-- Exercise aim --
Copy the lines of the items verbatim, starting at the line with "Where can the stainless" and continuing through the line with "Where can the dog's", including both. Omit the pictures from your answer.

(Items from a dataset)

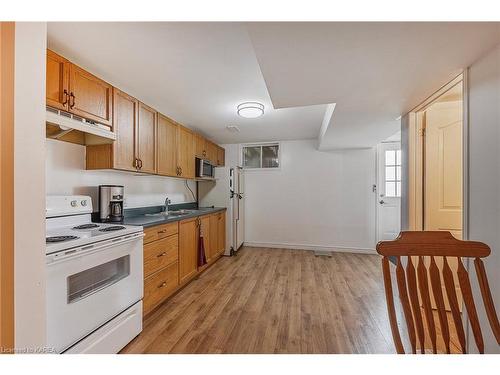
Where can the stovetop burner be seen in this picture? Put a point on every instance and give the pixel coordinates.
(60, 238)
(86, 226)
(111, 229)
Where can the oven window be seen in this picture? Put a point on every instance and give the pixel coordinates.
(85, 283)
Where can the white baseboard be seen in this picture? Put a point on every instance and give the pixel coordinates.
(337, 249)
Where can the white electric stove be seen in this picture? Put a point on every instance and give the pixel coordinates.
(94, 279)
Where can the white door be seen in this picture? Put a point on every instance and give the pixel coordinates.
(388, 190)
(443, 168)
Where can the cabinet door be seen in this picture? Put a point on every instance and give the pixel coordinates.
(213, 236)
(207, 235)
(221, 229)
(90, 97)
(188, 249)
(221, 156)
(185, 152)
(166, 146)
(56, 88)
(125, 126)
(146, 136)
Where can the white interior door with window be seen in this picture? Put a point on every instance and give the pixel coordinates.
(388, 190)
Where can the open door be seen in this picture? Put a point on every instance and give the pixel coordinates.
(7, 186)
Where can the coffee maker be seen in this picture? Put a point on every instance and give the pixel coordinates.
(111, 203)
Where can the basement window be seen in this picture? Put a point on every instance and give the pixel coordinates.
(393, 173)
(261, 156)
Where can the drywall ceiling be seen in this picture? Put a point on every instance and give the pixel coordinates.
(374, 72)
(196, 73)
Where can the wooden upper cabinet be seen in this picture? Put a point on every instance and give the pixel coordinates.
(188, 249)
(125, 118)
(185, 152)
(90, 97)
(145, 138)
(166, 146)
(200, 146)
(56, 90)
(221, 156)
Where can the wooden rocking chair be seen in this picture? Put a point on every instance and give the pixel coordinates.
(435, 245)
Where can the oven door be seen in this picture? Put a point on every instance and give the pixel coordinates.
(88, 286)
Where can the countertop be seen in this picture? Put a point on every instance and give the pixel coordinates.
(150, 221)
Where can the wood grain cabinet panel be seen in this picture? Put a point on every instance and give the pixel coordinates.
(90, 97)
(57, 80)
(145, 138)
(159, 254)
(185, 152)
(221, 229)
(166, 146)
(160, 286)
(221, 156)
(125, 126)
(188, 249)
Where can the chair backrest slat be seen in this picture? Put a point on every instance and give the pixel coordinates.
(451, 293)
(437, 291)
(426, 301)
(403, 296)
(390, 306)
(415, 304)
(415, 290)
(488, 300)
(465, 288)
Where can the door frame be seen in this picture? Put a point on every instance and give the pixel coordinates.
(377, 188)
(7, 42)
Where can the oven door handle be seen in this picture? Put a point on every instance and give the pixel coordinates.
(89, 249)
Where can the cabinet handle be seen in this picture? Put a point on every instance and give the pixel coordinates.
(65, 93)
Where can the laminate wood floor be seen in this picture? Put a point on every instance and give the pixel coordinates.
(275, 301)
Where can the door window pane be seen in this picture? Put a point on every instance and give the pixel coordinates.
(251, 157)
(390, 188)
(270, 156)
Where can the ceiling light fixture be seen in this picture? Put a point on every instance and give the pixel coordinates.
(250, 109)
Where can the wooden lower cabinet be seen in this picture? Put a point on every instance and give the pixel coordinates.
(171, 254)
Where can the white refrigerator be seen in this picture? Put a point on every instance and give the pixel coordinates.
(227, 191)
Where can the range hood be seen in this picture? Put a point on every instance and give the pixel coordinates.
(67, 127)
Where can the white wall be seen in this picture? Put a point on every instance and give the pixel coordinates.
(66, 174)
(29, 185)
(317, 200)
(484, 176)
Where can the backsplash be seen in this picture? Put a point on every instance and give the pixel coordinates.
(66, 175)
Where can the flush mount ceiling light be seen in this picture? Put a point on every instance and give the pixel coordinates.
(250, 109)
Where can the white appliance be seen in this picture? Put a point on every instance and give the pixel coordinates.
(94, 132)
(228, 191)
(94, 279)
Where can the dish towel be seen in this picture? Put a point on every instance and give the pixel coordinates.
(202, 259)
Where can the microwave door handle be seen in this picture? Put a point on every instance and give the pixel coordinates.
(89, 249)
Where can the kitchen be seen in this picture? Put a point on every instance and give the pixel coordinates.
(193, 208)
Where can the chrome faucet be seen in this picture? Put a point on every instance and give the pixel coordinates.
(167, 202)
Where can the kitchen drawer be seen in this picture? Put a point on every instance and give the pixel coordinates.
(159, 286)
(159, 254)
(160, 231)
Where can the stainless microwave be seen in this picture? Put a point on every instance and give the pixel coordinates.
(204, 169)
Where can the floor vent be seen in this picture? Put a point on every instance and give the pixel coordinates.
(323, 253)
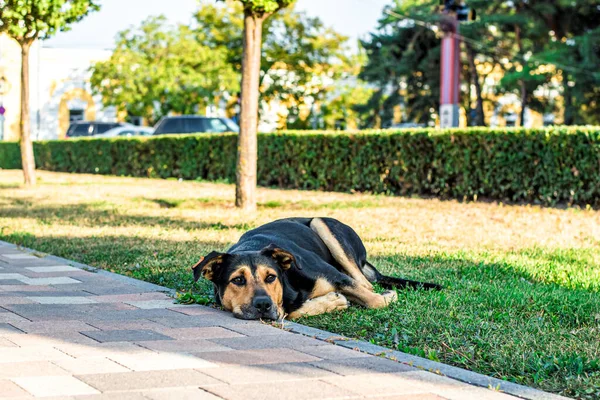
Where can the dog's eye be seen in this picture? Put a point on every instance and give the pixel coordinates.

...

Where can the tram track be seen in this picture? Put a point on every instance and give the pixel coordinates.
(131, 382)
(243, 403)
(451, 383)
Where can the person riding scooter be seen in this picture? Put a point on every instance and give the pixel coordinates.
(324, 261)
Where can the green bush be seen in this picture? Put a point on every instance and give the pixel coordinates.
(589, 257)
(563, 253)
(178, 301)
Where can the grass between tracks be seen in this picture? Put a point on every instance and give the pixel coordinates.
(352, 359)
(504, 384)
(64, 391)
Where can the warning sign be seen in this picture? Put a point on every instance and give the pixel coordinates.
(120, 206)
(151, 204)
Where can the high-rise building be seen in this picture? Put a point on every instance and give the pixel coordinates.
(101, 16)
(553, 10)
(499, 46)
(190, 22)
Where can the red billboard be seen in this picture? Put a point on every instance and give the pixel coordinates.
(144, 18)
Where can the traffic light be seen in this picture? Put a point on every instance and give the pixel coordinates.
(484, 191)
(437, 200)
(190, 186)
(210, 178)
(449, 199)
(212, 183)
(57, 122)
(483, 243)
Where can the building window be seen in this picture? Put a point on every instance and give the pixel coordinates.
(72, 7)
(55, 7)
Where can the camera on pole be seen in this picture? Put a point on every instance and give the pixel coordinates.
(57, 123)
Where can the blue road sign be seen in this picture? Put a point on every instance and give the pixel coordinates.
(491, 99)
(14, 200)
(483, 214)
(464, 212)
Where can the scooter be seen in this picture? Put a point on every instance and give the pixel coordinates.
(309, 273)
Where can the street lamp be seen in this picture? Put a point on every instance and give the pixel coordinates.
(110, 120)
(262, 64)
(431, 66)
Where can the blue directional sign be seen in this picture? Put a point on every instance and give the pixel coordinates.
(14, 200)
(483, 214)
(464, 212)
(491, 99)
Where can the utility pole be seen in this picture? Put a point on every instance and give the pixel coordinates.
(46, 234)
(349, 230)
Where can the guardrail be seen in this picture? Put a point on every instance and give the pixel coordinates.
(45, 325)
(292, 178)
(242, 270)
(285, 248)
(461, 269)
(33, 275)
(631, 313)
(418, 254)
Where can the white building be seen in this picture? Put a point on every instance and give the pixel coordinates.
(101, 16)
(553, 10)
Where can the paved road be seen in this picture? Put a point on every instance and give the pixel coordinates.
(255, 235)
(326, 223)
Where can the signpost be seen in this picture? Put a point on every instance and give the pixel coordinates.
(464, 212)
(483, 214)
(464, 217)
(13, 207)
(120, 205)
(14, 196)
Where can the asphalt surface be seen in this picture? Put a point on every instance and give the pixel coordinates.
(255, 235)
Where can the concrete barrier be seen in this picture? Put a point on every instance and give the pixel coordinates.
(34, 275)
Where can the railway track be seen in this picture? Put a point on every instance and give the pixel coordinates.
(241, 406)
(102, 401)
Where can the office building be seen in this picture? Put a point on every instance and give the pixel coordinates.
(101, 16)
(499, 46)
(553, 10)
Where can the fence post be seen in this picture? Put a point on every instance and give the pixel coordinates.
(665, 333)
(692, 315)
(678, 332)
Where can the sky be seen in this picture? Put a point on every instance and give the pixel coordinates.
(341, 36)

...

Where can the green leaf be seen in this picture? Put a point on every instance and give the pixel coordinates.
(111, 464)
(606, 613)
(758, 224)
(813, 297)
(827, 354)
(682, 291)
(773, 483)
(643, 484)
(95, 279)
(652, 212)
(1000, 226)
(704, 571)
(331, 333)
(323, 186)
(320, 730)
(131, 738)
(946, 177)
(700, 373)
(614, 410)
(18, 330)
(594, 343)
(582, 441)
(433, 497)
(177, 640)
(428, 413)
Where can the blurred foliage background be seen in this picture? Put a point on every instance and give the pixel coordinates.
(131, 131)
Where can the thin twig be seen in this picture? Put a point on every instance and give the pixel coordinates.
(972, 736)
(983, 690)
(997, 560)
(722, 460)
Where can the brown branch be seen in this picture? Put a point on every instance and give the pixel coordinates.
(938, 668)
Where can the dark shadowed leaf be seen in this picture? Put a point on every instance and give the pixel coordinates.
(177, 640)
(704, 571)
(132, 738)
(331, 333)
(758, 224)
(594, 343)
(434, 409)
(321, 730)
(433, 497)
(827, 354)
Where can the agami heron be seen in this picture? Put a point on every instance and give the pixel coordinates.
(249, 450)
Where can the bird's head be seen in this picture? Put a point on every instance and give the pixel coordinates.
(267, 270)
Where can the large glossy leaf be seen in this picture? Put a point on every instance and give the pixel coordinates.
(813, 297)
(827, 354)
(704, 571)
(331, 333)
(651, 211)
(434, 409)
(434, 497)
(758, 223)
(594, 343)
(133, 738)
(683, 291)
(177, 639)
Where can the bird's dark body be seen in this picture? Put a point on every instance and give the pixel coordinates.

-- Task response --
Where can the stainless microwave be seen in this picture? Put a point on every instance and give the pixel coordinates.
(204, 169)
Where can the floor vent be seen in this picture? Put a point on every instance and give the pixel coordinates.
(323, 253)
Where can the dog's eye be seen in this picture? Put a point on every instance and give the pixel coordinates.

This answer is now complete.